Exercise materials:
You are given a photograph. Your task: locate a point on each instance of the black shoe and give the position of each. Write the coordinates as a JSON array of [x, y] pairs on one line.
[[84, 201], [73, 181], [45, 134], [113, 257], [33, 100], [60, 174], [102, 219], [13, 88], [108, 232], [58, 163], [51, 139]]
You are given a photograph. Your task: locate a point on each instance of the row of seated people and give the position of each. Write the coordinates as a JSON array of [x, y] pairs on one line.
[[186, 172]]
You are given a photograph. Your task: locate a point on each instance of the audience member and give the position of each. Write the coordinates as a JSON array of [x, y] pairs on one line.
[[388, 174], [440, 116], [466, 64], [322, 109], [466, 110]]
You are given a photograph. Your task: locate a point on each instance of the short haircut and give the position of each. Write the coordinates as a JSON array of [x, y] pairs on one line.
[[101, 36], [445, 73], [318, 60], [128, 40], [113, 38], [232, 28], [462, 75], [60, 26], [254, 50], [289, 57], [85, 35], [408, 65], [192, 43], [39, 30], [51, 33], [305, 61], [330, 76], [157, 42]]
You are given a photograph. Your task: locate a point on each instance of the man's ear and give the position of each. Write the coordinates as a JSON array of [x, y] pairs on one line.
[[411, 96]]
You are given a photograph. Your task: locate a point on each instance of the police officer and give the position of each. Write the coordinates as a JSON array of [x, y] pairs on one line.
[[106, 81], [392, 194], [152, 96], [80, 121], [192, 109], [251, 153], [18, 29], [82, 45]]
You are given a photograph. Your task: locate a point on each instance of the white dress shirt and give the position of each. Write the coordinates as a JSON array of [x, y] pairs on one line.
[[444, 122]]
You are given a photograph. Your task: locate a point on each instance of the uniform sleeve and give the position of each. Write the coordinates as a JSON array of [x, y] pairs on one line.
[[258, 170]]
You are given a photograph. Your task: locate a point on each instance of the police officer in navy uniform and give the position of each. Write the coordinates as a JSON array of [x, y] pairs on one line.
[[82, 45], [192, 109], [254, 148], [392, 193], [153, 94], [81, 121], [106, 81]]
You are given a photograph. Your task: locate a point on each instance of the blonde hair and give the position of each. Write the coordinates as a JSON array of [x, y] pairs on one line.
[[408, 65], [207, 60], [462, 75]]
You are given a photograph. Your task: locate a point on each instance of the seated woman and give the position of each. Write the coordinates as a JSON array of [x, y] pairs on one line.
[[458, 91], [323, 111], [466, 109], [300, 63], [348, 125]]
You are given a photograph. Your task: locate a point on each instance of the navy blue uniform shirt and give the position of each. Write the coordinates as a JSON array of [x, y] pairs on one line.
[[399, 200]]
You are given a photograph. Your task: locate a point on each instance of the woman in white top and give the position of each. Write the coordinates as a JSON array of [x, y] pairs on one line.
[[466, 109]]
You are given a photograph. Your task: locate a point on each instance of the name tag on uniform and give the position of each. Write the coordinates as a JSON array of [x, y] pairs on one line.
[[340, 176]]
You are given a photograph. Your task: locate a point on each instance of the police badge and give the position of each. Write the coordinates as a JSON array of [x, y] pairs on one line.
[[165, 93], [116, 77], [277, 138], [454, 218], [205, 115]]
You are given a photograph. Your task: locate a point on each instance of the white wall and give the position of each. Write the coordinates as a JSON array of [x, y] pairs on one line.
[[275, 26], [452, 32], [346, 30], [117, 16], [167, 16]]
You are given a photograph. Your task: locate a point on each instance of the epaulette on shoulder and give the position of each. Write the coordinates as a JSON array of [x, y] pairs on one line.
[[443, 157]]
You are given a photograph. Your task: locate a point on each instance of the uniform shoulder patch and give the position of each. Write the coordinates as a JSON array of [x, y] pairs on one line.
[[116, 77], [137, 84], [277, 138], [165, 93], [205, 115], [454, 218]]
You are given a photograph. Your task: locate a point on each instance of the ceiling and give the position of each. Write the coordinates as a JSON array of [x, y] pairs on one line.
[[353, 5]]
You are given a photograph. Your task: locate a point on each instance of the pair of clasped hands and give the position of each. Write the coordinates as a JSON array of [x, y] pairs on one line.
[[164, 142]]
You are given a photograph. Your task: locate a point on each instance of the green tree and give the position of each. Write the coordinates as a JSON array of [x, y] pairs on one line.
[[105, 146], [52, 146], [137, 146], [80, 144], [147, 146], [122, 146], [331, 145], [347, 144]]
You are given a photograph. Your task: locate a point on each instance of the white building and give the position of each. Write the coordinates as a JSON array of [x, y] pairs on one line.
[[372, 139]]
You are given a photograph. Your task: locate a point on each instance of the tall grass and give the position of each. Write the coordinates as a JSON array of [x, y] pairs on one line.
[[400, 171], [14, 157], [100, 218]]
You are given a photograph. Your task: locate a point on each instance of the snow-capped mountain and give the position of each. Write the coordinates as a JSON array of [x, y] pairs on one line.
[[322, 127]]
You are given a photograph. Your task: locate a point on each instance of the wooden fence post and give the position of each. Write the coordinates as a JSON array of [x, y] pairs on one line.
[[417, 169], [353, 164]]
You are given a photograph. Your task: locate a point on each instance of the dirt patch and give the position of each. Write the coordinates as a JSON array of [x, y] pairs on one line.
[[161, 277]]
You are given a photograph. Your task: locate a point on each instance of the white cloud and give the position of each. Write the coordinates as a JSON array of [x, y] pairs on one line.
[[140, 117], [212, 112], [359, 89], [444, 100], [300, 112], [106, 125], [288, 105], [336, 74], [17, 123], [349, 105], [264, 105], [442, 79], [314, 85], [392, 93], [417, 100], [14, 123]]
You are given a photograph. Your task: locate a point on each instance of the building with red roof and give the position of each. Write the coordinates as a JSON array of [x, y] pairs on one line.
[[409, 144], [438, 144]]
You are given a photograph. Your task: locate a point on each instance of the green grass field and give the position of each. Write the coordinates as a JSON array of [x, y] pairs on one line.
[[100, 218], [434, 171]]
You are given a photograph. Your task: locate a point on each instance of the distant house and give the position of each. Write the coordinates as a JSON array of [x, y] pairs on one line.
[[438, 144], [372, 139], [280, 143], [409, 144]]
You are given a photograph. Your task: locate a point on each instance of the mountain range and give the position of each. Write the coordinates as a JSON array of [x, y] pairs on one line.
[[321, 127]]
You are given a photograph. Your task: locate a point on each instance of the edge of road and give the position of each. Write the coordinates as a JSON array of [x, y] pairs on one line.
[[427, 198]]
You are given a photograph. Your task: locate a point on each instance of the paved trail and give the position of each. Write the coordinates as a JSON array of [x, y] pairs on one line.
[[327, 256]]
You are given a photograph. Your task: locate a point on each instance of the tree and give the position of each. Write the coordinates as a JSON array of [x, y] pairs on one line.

Prompt: Can you print every one of the lines above again, word for word and in the same order?

Exercise answer:
You are given a photograph. Your task: locate a point on each instance of the black shoe and give the position of each. Write the coordinates as a JSON array of [x, y] pairs on one line.
[[84, 201], [73, 181], [45, 134], [113, 257], [33, 100], [60, 174], [102, 219], [13, 88], [108, 232], [58, 163], [51, 139]]
You are given a photograph. Your task: locate a point on each instance of the row of seated people and give the position of each. Write the coordinates as a JSON array of [x, y] pairs on one line.
[[186, 172]]
You are given a photograph. Your task: locate a point on each instance of the audience member and give the position of each. Write the coordinates as a JSON array of [x, y] pairs on one line.
[[388, 174], [440, 116], [466, 64], [322, 109], [466, 110]]
You are given a photograph. Your task: locate a point on each instance of the short haircut and give the position of each. Write the coordinates as a JSON array of [x, y] pairs on one line.
[[101, 36], [445, 73], [318, 60], [128, 40], [113, 38], [232, 28], [462, 75], [60, 26], [254, 50], [289, 57], [85, 35], [408, 65], [192, 43], [39, 30], [51, 33], [305, 61], [330, 76], [157, 42]]
You are given a photograph. Your task: locate a point on each instance of the man's ear and give the position of each. Write the coordinates as a JSON array of [x, y] pairs on one line.
[[411, 96]]
You are given a photograph. Your task: locate a point on each instance of the police officer and give the position of each. Write the coordinates as a JSON array of [x, y] pairs on one line.
[[106, 81], [392, 194], [152, 96], [80, 121], [192, 109], [251, 153], [18, 29], [82, 45]]
You are given a photograph. Your task: locate a point on each instance of the white dress shirt and give the position of each. Write the coordinates as a JSON array of [x, y] pairs on one line.
[[444, 122]]
You are given a photograph. Your task: locate a point on each instance of the uniform sleeve and give the position of each. Write the coordinates as a JSON array of [x, y] pairs on one line.
[[258, 170]]
You are given a photograph. Your task: locate a point on each instance of the police officer in navy uniform and give the position of each. Write the coordinates as a JSON array of [x, y] pairs on one line.
[[82, 45], [192, 109], [254, 148], [392, 193], [153, 94], [81, 121], [106, 81]]
You are given a photograph. Your task: locate a point on each instance of the blonde hair and give the position of each. Write the coordinates as a JSON array of [x, y] pairs on one line.
[[408, 65], [207, 60], [462, 75]]
You are given a photograph. Your task: locate a point on each instance of the seated woman and give the position of each. Write the coordinates as a JSON array of [x, y] pairs on one line.
[[458, 91], [323, 111], [466, 109], [300, 63], [348, 125]]
You are given a photograph. Your task: locate a point on each instance of the navy blue uniform shirt and give the position of each. Write the coordinates as a JSON array of [x, y] pairs on one line.
[[399, 200]]
You are given a photograph. Your task: locate a point on each instance of the woman in white top and give the position of each. Write the coordinates as a JSON array of [x, y] pairs on one line.
[[466, 109]]
You are given a photograph. Your task: locate a point on each instance of the name tag on uniform and give the position of each. Write the coordinates as a JSON array of [x, y] pairs on one line.
[[340, 176]]
You are given a photograph. Your task: locate a point on each instance of the police badge and give the position of each. Write the coordinates as a JSON array of [x, y] pairs on one line.
[[165, 93], [116, 77], [277, 138], [454, 218], [205, 115]]
You are given a photograph. Your task: locate a point on each instance of the white wall and give the position of each. Write the coordinates as a JSON array of [x, y] pairs on one line.
[[275, 26], [452, 32], [346, 30], [117, 16], [167, 16]]
You are given a photograph. Your task: locate a point on each instance of the epaulette on shoulder and give the position of each. Write the coordinates as a JSON array of [x, y] pairs on one line.
[[443, 157]]
You are given a photograph. Your task: locate a point on each instance of the uniform shoulder patch and give the position of each. Write the coordinates as a JSON array of [x, y] pairs on one line.
[[116, 77], [137, 84], [277, 138], [165, 93], [205, 115], [454, 218]]
You are given a photograph. Your task: locate a point on each instance of the ceiling and give the position of each. Write the coordinates as a JSON array of [x, y] pairs on one line.
[[353, 5]]
You are given a photograph. Your task: locate a point on each instance of the pair of clasped hands and give the position of each. Write the coordinates as a JSON array of [x, y] pairs on one line.
[[164, 142]]
You are given a photograph. Your task: locate a point on each instance of the green tree and give the position of each. Write the coordinates as a JSON array of [x, y] pairs on one line.
[[105, 146], [52, 146], [137, 146], [80, 144], [147, 146], [122, 146], [331, 145], [347, 144]]
You are given a photograph. Your task: locate a point on each instance of the white building and give the position of each. Write the coordinates as a JSON array of [x, y] pairs on one line.
[[372, 139]]
You are given a photograph. Your task: locate a point on each instance of the tall grass and give the position of each. Write the coordinates as a JSON array of [x, y] pairs on one line.
[[400, 171], [14, 157], [100, 218]]
You are given a photograph. Your task: locate a point on each instance of the snow-capped mountain and give the position of each. Write the coordinates as a JSON array of [x, y] pairs on one line.
[[322, 127]]
You are given a photograph. Your task: locate a point on each instance of the wooden fence post and give the position of each. Write the coordinates as a JSON array of [x, y] pairs on one line.
[[417, 169], [353, 164]]
You are given a photograph. Your task: locate a point on each instance of the dirt patch and give the position of each. Write the coordinates as a JSON array of [x, y] pairs on one line.
[[161, 277]]
You are given a photograph. Your task: locate a point on each instance of the white cloud and give the position of each. Write the coordinates as a JSON array of [x, y] pairs on one line.
[[140, 117], [212, 112], [359, 89], [444, 100], [300, 112], [106, 125], [288, 105], [336, 74], [17, 123], [349, 105], [264, 105], [442, 79], [314, 85], [392, 93], [417, 100], [14, 123]]
You are given a photograph. Your task: locate a point on each instance of the building with red roof and give the position of each. Write the coordinates as a JSON array of [x, y] pairs on one line.
[[409, 144], [438, 144]]
You are given a photograph. Your task: locate a point on each instance of the green grass field and give the position of each. Write the coordinates as a JSON array of [x, y] pairs on one line.
[[100, 218], [434, 171]]
You are given a photograph. Your task: locate a point on each instance of the distant house and give the position of each. Write the coordinates as a JSON array of [x, y] pairs on one line.
[[438, 144], [372, 139], [280, 143], [409, 144]]
You are given a photograph. Your task: locate a point on each instance of the mountain range and give the position of each. Write the coordinates as a JSON array of [x, y] pairs on one line.
[[321, 127]]
You are given a photograph. Your task: locate a point on each instance of the edge of road and give the position of each. Write the coordinates as a JSON array of [x, y] pairs on one line.
[[427, 198]]
You are given a photograph. Your task: locate a point on each instance of the paved trail and give the position of each. Write the coordinates as a JSON array of [x, y] pairs on one line.
[[327, 256]]
You are given a photograph. Your task: locate a point on each instance of the tree and give the position of each. Write the coordinates as a JSON array of [x, y] pairs on one line.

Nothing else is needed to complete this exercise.